• 所示文段:

====

字段折叠就是按特定字段进行合并去重,比如我们有一个菜谱搜索,我希望按菜谱的“菜系”字段进行折叠,即返回结果每个菜系都返回一个结果,也就是按菜系去重,我搜索关键字“鱼”,要去返回的结果里面各种菜系都有,有湘菜,有粤菜等,别全是湘菜,通过按特定字段折叠之后,来丰富搜索结果的多样性。
案例源码工程:
https://github.com/rookieygl/bboss-wiki
本案例以Elasticsearch开源java rest client客户端bboss开发:
https://esdoc.bbossgroups.com/#/README
本案例以Elasticsearch7.0.0版本,bboss7.3.1单元测试时,建议版本选择不要太低
DSL的配置文件resources/esmapper/field_collapsing.xml,本文涉及到的DSL都会放到该配置文件,测试代码FieldCollapsing。
字段折叠实现方式和效果:
- 折叠+取 inner_hits 分两阶段执行(组合聚合的方式只有一个阶段),所以 top hits 永远是精确的。
- 字段折叠只在 top hits 层执行,不需要每次都在完整的结果集上对为每个折叠主键计算实际的 doc values 值,只对 top hits 这小部分数据操作就可以,和 term agg 相比要节省很多内存。因为只在 top hits 上进行折叠,所以相比组合聚合的方式,速度要快很多。
- 折叠 top docs 不需要使用全局序列(global ordinals)来转换 string,相比 agg 这也节省了很多内存。
- 分页成为可能,和常规搜索一样,具有相同的局限,先获取 from+size 的内容,再合并。
- search_after 和 scroll 暂未实现,不过具备可行性。

====

• 存储数据:

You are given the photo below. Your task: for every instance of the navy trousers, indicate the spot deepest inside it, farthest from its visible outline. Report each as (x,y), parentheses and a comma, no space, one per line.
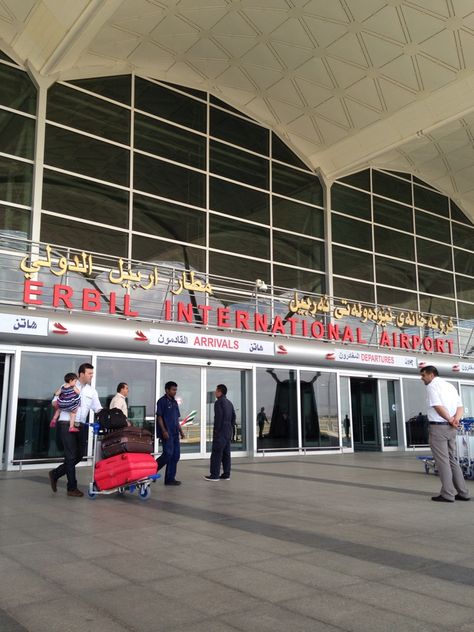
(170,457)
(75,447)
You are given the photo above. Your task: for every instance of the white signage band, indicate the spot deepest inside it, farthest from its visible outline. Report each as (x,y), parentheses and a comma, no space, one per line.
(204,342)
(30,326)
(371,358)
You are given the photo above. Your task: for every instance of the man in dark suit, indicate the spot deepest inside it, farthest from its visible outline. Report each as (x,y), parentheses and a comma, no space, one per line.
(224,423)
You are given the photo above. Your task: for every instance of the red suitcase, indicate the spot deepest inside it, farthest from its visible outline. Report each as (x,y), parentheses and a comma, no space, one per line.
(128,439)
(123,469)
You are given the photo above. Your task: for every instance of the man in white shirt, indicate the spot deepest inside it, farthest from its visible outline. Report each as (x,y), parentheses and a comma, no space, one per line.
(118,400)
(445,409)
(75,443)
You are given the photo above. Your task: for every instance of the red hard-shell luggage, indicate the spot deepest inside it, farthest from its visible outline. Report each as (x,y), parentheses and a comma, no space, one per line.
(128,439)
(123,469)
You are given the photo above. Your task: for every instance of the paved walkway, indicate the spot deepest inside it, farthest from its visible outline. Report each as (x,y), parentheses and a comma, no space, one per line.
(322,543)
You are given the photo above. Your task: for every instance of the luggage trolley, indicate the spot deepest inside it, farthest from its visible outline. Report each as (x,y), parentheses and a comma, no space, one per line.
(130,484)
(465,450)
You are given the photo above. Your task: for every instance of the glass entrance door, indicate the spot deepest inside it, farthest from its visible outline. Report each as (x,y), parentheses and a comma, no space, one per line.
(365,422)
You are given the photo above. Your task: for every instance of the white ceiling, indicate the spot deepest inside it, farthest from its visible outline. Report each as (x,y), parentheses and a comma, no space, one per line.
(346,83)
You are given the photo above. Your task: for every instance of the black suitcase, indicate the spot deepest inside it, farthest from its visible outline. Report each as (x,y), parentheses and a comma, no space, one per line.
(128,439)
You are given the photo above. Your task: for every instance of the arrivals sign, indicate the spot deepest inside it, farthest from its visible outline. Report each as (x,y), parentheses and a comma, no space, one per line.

====

• 本题要求:
[A] 用两句话概括上面字段折叠这篇文章。
[B] 修改字段折叠这篇文章:把从“字段折叠就是按特定字段进行合”一直到“top hits 上进行折叠,所以相比组合聚合的方式,速度要快很多。”的部分重写出来,其中的“菜谱”一律换成“食谱”。
[C] 从字段折叠这篇文章结束的地方继续往下写。

• 各题答案:
[A] 字段折叠是按特定字段合并去重,例如在菜谱搜索中按“菜系”折叠,让每个菜系只返回一个结果,以丰富搜索结果的多样性。折叠与取 inner_hits 分两阶段执行,所以 top hits 永远精确,而且折叠只在 top hits 层进行,比 term agg 和组合聚合更省内存、速度更快,也支持分页,但 search_after 和 scroll 暂未实现。

[B]
字段折叠就是按特定字段进行合并去重,比如我们有一个食谱搜索,我希望按食谱的“菜系”字段进行折叠,即返回结果每个菜系都返回一个结果,也就是按菜系去重,我搜索关键字“鱼”,要去返回的结果里面各种菜系都有,有湘菜,有粤菜等,别全是湘菜,通过按特定字段折叠之后,来丰富搜索结果的多样性。
案例源码工程:
https://github.com/rookieygl/bboss-wiki
本案例以Elasticsearch开源java rest client客户端bboss开发:
https://esdoc.bbossgroups.com/#/README
本案例以Elasticsearch7.0.0版本,bboss7.3.1单元测试时,建议版本选择不要太低
DSL的配置文件resources/esmapper/field_collapsing.xml,本文涉及到的DSL都会放到该配置文件,测试代码FieldCollapsing。
字段折叠实现方式和效果:
- 折叠+取 inner_hits 分两阶段执行(组合聚合的方式只有一个阶段),所以 top hits 永远是精确的。
- 字段折叠只在 top hits 层执行,不需要每次都在完整的结果集上对为每个折叠主键计算实际的 doc values 值,只对 top hits 这小部分数据操作就可以,和 term agg 相比要节省很多内存。因为只在 top hits 上进行折叠,所以相比组合聚合的方式,速度要快很多。

[C]
- 折叠只影响搜索结果,不影响聚合,搜索结果的 total 是所有的命中纪录数,去重的结果数未知(无法计算)。
本文以一个菜谱检索作为案例来介绍field_collapsing的具体用法。
在开始之前先在工程中创建Bboss的DSL配置文件,本文中涉及的配置都会加到里面:resources/esmapper/field_collapsing.xml
在配置文件中添加菜谱索引的mapping定义createRecipesIndice
<!--
通过function_score函数计算相关度打分案例
参考官方文档
https://www.elastic.co/guide/en/elasticsearch/reference/7.5/search-request-body.html#request-body-search-collapse
-->
<!--
创建商品索引items mappings dsl
-->
<property name="createRecipesIndice">
<![CDATA[{
"settings" : {
"number_of_shards" : 1,
"number_of_replicas" : 1
},
"mappings": {
"properties": {
"name":{
"type": "text"
},
"rating":{
"type": "float"
},
"type":{
"type": "keyword"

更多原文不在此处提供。